(Rows from a box-labeling dataset)
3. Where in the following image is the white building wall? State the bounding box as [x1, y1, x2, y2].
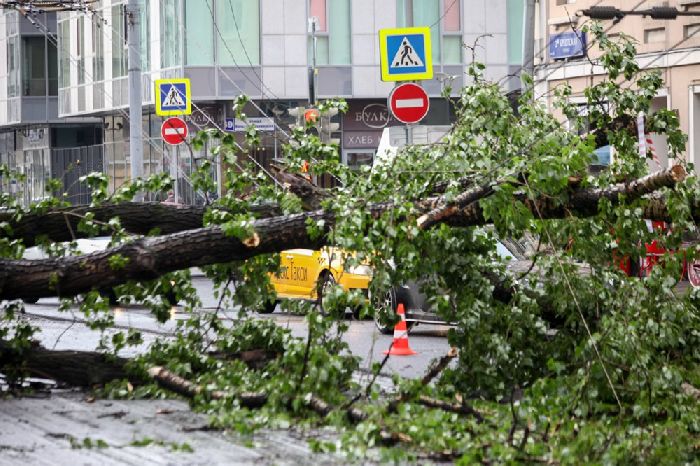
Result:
[260, 0, 309, 99]
[50, 0, 509, 116]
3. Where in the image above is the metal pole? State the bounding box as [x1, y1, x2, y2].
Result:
[126, 0, 143, 201]
[310, 17, 318, 106]
[521, 0, 535, 87]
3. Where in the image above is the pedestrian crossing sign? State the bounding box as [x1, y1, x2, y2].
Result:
[379, 26, 433, 81]
[153, 79, 192, 116]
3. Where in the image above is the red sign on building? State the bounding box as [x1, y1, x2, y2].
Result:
[160, 117, 188, 146]
[389, 83, 430, 124]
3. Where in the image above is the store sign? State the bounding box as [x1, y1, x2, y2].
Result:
[343, 131, 382, 149]
[20, 128, 49, 149]
[343, 100, 398, 131]
[549, 32, 586, 60]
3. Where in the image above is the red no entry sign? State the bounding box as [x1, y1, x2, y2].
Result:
[160, 118, 187, 146]
[389, 83, 430, 124]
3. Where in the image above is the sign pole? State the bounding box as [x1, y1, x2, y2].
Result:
[126, 0, 143, 202]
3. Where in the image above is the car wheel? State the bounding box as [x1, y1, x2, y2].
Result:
[374, 288, 399, 335]
[688, 259, 700, 288]
[318, 272, 335, 312]
[258, 300, 277, 314]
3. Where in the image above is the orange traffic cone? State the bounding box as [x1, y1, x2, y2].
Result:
[384, 303, 418, 356]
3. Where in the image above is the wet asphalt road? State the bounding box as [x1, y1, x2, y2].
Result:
[26, 277, 449, 378]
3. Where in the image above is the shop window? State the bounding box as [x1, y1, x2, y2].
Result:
[112, 5, 127, 78]
[683, 23, 700, 39]
[160, 0, 182, 68]
[185, 0, 213, 66]
[506, 0, 525, 65]
[215, 0, 260, 66]
[309, 0, 351, 65]
[58, 20, 70, 88]
[644, 28, 666, 44]
[92, 15, 105, 82]
[75, 16, 85, 84]
[396, 0, 462, 64]
[22, 36, 58, 96]
[139, 1, 151, 71]
[7, 36, 20, 97]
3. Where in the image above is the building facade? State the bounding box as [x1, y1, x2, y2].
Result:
[0, 0, 523, 202]
[0, 11, 102, 204]
[536, 0, 700, 170]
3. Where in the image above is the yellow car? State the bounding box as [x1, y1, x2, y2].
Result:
[262, 247, 372, 313]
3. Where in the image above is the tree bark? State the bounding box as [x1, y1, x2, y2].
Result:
[0, 202, 281, 247]
[442, 165, 688, 227]
[0, 167, 685, 301]
[0, 340, 128, 387]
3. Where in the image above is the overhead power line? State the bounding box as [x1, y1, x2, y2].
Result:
[0, 0, 98, 13]
[580, 6, 700, 22]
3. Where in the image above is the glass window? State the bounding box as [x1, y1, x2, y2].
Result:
[112, 5, 126, 78]
[7, 36, 20, 97]
[22, 36, 47, 96]
[309, 0, 351, 65]
[48, 42, 58, 95]
[309, 0, 328, 32]
[412, 0, 440, 63]
[216, 0, 260, 66]
[507, 0, 525, 65]
[328, 0, 350, 65]
[75, 16, 85, 84]
[442, 0, 462, 32]
[58, 21, 70, 88]
[185, 0, 213, 65]
[160, 0, 182, 68]
[396, 0, 462, 64]
[139, 1, 151, 71]
[92, 16, 105, 81]
[442, 0, 462, 65]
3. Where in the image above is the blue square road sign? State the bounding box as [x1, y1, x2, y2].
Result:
[379, 27, 433, 81]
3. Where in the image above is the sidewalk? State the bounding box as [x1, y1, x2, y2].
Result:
[0, 391, 345, 466]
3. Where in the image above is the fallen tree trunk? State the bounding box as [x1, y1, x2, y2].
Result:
[0, 340, 128, 387]
[0, 167, 685, 300]
[441, 165, 688, 227]
[0, 202, 281, 247]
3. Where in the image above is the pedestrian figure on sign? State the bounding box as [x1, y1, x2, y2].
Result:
[396, 42, 416, 66]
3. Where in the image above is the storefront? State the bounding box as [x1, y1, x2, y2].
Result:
[342, 100, 400, 168]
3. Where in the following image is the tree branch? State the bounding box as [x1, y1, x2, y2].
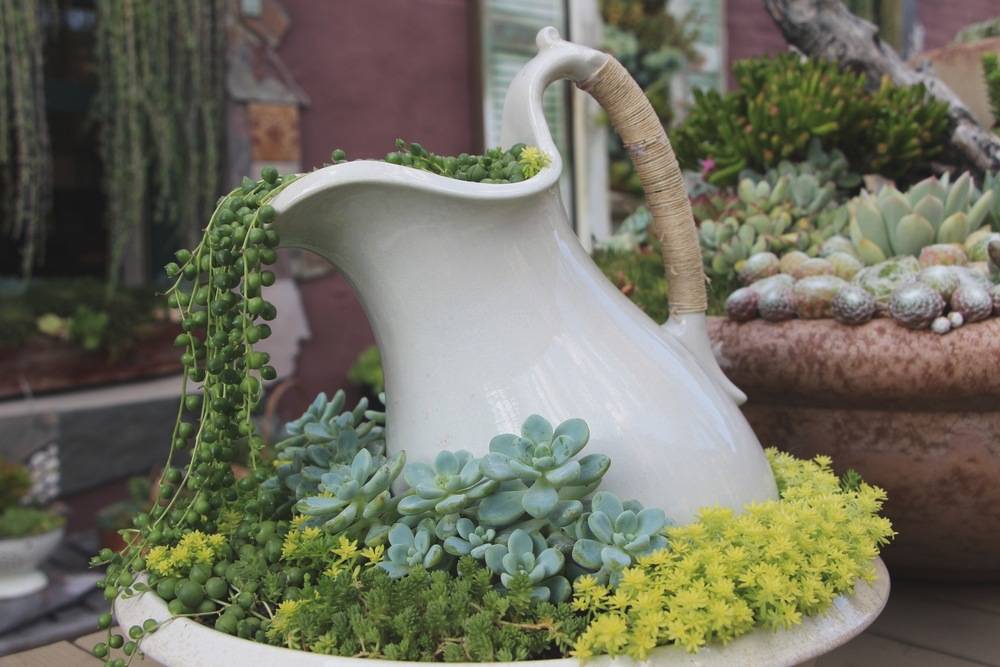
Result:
[764, 0, 1000, 172]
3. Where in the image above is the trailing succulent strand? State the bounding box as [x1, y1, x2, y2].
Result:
[92, 167, 294, 665]
[0, 0, 52, 277]
[94, 0, 226, 284]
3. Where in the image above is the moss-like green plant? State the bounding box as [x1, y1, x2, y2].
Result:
[347, 345, 385, 396]
[0, 457, 31, 511]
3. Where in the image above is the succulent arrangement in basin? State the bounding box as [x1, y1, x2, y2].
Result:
[93, 149, 892, 667]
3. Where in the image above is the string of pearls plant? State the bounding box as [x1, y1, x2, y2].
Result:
[92, 167, 295, 667]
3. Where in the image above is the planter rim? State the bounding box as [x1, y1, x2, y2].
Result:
[708, 317, 1000, 409]
[114, 558, 890, 667]
[0, 525, 66, 547]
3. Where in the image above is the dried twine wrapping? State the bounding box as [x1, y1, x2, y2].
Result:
[577, 56, 708, 315]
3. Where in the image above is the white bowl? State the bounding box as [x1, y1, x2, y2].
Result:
[114, 559, 889, 667]
[0, 527, 63, 600]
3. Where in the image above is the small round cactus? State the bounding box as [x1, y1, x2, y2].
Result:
[986, 238, 1000, 267]
[778, 250, 809, 275]
[793, 275, 847, 319]
[917, 266, 960, 301]
[826, 252, 865, 280]
[951, 283, 993, 322]
[757, 286, 795, 322]
[931, 315, 951, 336]
[750, 273, 795, 296]
[792, 257, 836, 280]
[851, 256, 920, 314]
[889, 282, 944, 329]
[830, 285, 875, 325]
[726, 287, 759, 322]
[738, 252, 779, 285]
[819, 236, 858, 258]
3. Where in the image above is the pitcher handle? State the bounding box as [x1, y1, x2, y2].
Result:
[577, 56, 708, 316]
[532, 28, 747, 404]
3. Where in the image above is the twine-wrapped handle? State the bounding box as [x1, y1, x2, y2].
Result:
[577, 56, 708, 315]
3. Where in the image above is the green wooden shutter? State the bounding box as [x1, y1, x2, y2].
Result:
[480, 0, 569, 159]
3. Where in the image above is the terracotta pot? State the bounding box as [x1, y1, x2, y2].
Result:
[709, 318, 1000, 581]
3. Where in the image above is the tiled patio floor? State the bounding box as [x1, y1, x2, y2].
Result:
[0, 581, 1000, 667]
[817, 581, 1000, 667]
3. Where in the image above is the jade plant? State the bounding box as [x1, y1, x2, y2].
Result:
[672, 54, 950, 185]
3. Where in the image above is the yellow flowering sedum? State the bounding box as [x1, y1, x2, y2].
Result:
[146, 530, 226, 577]
[281, 520, 385, 577]
[572, 449, 895, 659]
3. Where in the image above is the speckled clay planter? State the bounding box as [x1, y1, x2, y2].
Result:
[115, 559, 889, 667]
[709, 318, 1000, 581]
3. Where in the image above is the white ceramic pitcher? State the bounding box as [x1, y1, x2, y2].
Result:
[274, 28, 776, 523]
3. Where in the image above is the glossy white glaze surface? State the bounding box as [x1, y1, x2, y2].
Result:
[274, 30, 776, 523]
[114, 559, 889, 667]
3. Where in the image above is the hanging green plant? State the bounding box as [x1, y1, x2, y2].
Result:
[0, 0, 52, 276]
[94, 0, 226, 284]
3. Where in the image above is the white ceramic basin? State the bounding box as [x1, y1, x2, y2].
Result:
[114, 559, 889, 667]
[0, 528, 63, 600]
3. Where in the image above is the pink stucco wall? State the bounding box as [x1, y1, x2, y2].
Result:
[917, 0, 1000, 50]
[279, 0, 480, 168]
[726, 0, 1000, 85]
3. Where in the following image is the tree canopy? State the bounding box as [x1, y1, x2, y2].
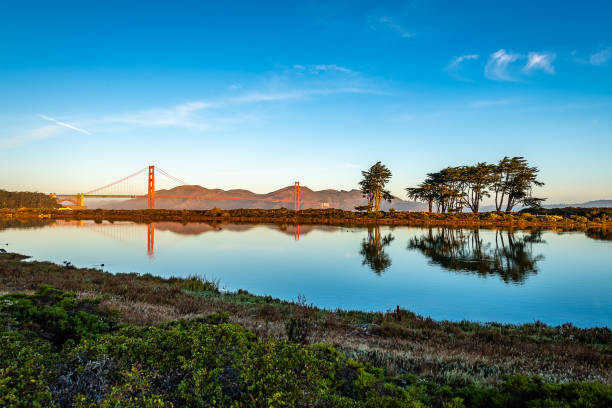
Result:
[359, 161, 393, 211]
[406, 157, 545, 213]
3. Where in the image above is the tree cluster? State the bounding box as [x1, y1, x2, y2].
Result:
[406, 157, 545, 213]
[357, 162, 393, 211]
[0, 190, 60, 208]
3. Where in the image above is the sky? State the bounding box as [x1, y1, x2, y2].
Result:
[0, 0, 612, 203]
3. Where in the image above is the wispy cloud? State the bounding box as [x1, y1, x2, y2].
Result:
[470, 99, 514, 108]
[589, 47, 612, 65]
[0, 125, 63, 149]
[314, 64, 353, 73]
[485, 49, 521, 81]
[293, 64, 355, 74]
[370, 16, 415, 38]
[522, 52, 556, 74]
[94, 101, 212, 130]
[446, 54, 478, 70]
[38, 113, 91, 135]
[229, 90, 306, 103]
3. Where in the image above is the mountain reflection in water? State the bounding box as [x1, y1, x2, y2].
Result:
[408, 228, 545, 284]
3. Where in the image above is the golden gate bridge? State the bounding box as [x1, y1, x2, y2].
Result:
[51, 220, 300, 258]
[50, 166, 318, 211]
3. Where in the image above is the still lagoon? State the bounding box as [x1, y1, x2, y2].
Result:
[0, 221, 612, 327]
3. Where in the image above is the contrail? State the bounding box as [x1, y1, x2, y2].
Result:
[38, 113, 91, 136]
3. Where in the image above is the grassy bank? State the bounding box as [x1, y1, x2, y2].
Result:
[0, 253, 612, 407]
[0, 207, 612, 230]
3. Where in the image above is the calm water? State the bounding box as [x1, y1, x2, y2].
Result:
[0, 221, 612, 327]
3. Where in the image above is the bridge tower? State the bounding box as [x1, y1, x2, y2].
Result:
[147, 222, 155, 257]
[293, 181, 300, 211]
[147, 166, 155, 208]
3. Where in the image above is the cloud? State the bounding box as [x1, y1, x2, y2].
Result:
[446, 54, 478, 70]
[293, 64, 355, 74]
[94, 101, 213, 130]
[485, 49, 521, 81]
[371, 16, 415, 38]
[0, 125, 63, 149]
[229, 90, 306, 103]
[522, 52, 556, 74]
[589, 47, 612, 65]
[470, 99, 514, 108]
[38, 113, 91, 135]
[314, 64, 353, 73]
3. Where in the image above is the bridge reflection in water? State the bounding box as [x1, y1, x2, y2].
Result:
[51, 220, 308, 258]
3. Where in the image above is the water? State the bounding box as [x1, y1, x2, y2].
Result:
[0, 221, 612, 327]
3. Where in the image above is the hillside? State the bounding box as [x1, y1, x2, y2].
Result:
[95, 186, 426, 211]
[0, 190, 60, 208]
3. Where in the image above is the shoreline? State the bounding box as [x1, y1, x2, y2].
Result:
[0, 208, 612, 230]
[0, 253, 612, 385]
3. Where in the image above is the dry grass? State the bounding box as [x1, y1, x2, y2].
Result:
[0, 254, 612, 384]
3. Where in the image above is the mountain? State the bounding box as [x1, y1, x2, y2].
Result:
[95, 186, 427, 211]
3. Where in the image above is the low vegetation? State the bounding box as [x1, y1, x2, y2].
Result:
[0, 253, 612, 407]
[0, 207, 612, 231]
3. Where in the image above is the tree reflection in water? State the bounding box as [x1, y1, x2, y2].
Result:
[359, 227, 395, 275]
[408, 228, 545, 284]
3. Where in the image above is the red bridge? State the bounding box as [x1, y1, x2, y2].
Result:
[51, 166, 310, 210]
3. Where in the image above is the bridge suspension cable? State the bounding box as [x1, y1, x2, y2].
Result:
[84, 167, 148, 195]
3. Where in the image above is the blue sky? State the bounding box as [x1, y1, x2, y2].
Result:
[0, 0, 612, 202]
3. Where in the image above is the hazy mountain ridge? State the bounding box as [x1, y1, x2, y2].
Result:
[95, 186, 427, 211]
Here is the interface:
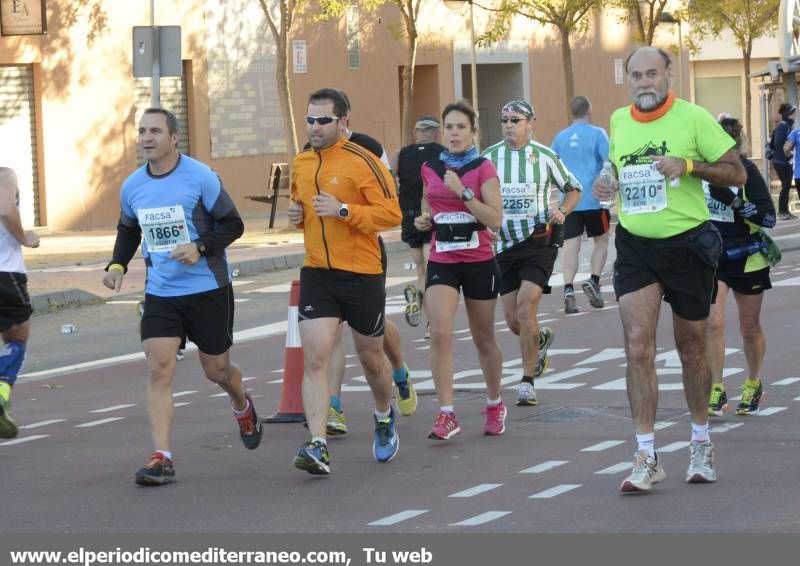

- _Goal of the exercise_
Can you reproduce, word for word, the lines of the records starting at the line containing "3. Where in the image above is the calm" and ending at the line containing "[147, 166, 155, 208]", with both of those lines included?

- _Result of this task_
3. Where in the image above is the calm water? State the bounding box as [x1, y1, x2, y2].
Result:
[0, 221, 612, 327]
3. Where in the image above is the bridge tower? State the bounding box as [x1, y1, x2, y2].
Result:
[147, 222, 155, 257]
[293, 181, 300, 211]
[147, 166, 155, 208]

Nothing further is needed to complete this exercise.